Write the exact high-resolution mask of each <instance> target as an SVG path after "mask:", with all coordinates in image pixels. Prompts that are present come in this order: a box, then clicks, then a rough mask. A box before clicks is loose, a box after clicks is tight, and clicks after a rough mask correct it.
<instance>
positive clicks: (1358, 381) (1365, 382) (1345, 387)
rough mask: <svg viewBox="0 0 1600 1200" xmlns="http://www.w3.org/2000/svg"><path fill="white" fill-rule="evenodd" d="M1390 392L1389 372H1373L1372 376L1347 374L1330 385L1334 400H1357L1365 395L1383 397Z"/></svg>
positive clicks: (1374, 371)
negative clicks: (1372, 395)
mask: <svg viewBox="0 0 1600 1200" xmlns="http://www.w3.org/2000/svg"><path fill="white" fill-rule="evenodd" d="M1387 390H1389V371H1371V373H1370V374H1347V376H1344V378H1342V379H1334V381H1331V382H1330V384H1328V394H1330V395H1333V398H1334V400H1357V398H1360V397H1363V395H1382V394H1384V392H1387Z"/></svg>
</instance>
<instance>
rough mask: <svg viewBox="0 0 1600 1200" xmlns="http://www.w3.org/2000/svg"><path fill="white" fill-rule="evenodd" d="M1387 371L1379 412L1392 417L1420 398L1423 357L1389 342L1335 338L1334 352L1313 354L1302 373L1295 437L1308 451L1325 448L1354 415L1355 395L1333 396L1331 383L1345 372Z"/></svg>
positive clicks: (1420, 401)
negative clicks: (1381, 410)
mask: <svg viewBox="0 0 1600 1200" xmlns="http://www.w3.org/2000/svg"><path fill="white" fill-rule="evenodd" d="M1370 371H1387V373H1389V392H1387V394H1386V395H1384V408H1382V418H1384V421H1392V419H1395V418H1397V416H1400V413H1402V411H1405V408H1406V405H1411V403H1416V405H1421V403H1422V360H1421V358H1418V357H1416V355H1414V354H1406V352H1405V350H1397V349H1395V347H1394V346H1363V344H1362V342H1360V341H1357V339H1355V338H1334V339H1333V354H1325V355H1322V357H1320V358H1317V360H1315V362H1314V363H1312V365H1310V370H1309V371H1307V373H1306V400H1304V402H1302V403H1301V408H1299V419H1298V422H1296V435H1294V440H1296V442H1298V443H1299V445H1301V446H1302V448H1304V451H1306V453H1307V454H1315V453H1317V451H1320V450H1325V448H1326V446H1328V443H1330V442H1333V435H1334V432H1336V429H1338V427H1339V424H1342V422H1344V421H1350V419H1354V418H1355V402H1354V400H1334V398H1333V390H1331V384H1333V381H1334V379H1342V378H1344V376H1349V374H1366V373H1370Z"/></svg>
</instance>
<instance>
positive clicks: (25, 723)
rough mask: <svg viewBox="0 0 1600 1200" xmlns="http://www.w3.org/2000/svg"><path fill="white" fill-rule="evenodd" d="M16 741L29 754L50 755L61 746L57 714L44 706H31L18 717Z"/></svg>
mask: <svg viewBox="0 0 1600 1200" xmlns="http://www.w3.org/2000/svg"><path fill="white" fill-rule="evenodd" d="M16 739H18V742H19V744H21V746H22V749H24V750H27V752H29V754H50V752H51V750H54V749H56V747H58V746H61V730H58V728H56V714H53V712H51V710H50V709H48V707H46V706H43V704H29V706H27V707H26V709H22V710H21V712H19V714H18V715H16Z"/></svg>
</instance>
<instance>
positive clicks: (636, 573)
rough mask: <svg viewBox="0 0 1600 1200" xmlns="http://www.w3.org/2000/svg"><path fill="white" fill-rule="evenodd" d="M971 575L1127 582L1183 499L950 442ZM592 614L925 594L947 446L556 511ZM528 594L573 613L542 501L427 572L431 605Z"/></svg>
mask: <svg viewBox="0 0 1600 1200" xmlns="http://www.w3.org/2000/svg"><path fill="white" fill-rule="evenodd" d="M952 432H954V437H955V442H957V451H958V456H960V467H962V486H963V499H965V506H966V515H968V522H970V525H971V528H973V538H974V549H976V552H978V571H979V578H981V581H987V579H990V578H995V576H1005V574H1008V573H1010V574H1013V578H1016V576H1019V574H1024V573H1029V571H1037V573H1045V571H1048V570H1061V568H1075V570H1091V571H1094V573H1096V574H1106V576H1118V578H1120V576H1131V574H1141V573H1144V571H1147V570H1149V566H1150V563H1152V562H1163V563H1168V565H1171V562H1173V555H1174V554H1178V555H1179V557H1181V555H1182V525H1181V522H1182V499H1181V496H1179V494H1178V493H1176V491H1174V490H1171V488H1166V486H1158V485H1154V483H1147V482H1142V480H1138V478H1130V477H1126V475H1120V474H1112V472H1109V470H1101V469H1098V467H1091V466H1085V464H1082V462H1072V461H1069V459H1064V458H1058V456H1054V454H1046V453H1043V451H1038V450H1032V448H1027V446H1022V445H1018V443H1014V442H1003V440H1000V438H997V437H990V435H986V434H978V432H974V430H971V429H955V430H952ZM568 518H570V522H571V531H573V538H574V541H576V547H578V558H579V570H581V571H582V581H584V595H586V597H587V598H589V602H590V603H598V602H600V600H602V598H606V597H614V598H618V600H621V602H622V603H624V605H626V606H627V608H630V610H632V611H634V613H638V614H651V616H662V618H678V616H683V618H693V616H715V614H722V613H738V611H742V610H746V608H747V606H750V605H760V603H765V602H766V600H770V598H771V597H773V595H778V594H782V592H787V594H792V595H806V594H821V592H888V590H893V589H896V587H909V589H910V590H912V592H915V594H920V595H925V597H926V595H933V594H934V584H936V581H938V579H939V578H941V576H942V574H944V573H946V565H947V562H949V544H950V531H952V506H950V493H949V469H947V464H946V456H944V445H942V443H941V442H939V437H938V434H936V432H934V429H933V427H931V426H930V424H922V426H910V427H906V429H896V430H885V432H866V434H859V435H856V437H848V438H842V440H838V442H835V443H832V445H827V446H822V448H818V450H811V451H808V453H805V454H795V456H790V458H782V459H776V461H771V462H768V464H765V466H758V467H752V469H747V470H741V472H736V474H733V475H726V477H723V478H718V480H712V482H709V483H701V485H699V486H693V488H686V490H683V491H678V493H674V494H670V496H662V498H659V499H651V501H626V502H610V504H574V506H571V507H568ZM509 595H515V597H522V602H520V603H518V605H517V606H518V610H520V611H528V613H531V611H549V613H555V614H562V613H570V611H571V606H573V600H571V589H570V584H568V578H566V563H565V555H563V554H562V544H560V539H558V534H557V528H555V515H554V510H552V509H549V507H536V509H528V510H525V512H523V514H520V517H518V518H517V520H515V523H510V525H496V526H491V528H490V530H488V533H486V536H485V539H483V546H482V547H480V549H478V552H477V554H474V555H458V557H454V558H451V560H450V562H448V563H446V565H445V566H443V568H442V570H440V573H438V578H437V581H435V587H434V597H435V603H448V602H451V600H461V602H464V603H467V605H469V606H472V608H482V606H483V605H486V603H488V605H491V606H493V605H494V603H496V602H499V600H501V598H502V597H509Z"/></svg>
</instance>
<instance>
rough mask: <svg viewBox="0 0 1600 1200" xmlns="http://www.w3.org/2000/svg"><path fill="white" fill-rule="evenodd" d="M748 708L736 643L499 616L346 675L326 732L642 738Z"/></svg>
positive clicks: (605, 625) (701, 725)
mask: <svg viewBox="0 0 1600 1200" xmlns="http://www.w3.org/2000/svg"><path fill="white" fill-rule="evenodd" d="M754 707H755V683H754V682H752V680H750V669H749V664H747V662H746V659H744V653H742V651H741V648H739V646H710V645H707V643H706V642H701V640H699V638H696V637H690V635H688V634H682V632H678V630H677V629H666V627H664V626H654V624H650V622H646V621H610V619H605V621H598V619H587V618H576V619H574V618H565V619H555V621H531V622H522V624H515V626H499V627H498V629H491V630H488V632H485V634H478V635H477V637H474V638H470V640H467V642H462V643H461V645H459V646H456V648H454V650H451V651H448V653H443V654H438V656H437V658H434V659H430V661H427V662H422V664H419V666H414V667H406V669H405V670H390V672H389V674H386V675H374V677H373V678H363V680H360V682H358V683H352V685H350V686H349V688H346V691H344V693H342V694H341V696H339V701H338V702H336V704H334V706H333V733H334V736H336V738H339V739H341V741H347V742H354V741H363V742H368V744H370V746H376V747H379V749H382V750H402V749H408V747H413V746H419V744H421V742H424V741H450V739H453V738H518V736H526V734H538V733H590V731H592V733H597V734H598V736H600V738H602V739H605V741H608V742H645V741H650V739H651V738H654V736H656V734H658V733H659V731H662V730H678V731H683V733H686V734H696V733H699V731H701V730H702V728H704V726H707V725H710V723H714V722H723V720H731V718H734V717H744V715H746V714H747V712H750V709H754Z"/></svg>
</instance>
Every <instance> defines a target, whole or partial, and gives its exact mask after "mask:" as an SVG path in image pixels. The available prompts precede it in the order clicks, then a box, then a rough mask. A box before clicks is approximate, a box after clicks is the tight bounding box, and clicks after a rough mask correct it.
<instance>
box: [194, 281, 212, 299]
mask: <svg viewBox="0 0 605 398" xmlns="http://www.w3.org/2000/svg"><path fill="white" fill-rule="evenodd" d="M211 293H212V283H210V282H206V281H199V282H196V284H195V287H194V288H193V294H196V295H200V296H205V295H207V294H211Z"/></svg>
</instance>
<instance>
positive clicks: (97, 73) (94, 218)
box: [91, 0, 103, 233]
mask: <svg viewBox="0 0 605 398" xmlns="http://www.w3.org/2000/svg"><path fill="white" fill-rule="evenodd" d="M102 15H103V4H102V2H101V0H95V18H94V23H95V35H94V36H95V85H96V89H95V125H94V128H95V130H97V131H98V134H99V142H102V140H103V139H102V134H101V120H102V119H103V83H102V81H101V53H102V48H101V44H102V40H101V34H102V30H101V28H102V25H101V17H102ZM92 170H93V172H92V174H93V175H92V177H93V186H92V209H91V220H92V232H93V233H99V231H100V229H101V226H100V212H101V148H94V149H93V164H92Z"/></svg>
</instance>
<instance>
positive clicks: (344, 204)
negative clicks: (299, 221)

Work to be completed:
Pull out every line of the records that contains the string "negative", with case counting.

Your solution:
negative clicks: (1372, 395)
negative clicks: (1381, 410)
negative clicks: (299, 221)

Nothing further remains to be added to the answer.